-- START EXCERPTED TEXT --

Beach and East York residents protest local paper

It sounded like a regular community newspaper.

Shortly after Genet Rady moved her downtown hair salon to the Upper Beach, she bought a year’s worth of ads in the Your Ward News. But when her first customer picked up a copy in her new Gerrard Street salon, Rady got a shock.

“Do you read that newspaper?” he asked.

Started in 2007 by local music promoter LeRoy St. Germaine, the Your Ward News has a history of provoking headlines, usually by ranting against politicians in the Beach and East York.

But St. Germaine’s paper turned a corner this year. Since March, Your Ward News has been wrapped in neo-Nazi style ads for a group calling itself the New Constitution Party of Canada, and has prompted several hate crimes complaints to Toronto police.

It also prompted Rady to try and pull her ad.

“I went there, I had a big argument,” she said. “Finally, I just decided I don’t want the money, just get rid of this ad.”

“They didn’t take it off.”

Peter Grudzinski, who runs a local cleaning business, had a similar experience.

“I told him two times already to just discontinue,” said Grudzinski. “I don’t want money back – just quit, simple.”

Besides customer complaints, Grudzinski and Rady got calls from East End residents who are tired of getting the Your Ward News delivered to their doors.

One of those residents is Scott Fraser, who started phoning such advertisers with some friends and neighbours this March. They call their group East Enders Against Hate and For Responsible Advertising.

“We’re not the government, we can’t censor anyone,” said Fraser.

“We’re letting businesses know who they’re working with, and who they’re supporting.”

Warren Belliveau, a friend of Fraser’s, said the East End group has about 300 members so far, and most of the advertisers they’ve spoken to have wanted to get out of the Your Ward News once they learn what it is.

“We’re not against free speech, we’re not trying to prevent him from publishing,” said Belliveau, noting that they are avoiding any direct confrontation, such as pickets, that could lead to violence.

“In our view, what we’re doing is counter-speech.”

In April, Your Ward News started paying for door-to-door delivery by Canada Post.

One local postal worker objected, but legal experts hired by the Crown corporation found Your Ward News did not meet its threshold for “non-mailable matter.”

According to the Canada Post website, “non-mailable matter” includes any mail that is illegal, obscene, or fraudulent, including “articles that are obscene, indecent, immoral, or scurrilous.”

Local MPP Arthur Potts has asked Canada Post’s CEO to reconsider, saying that while he respects freedom of expression, he disagrees that a government agency should deliver the Your Ward News.

Scott Fraser agrees.

“The idea that it’s a censorship issue to me is just a distraction from the more substantive issue of the content of the paper,” he said, noting that the paper doesn’t rely on Canada Post to get published.

-- END EXCERPTED TEXT --
-- START DATASET SECTION --

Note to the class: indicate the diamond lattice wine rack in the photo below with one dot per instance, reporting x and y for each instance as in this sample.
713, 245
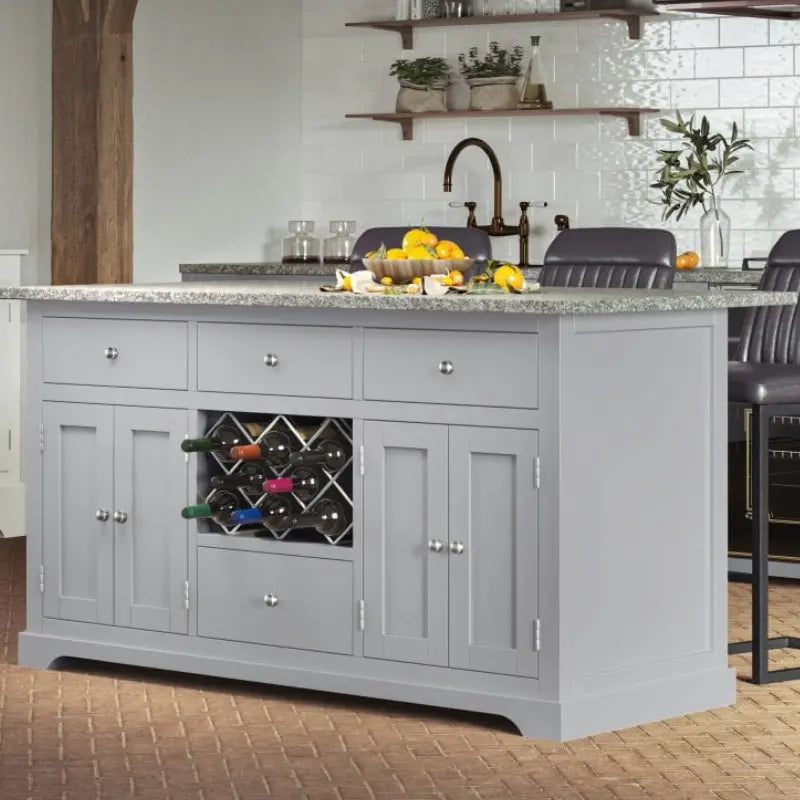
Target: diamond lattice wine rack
278, 476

-- END DATASET SECTION --

- TASKS FOR THIS EXERCISE -
• A. According to the newspaper article, how many members does the East End group have so far?
• B. Write out the newspaper article word for word, starting at "It also prompted" and ending at "a similar experience.".

- RESULTS FOR THE EXERCISE -
• A. About 300 members.

• B.
It also prompted Rady to try and pull her ad.

“I went there, I had a big argument,” she said. “Finally, I just decided I don’t want the money, just get rid of this ad.”

“They didn’t take it off.”

Peter Grudzinski, who runs a local cleaning business, had a similar experience.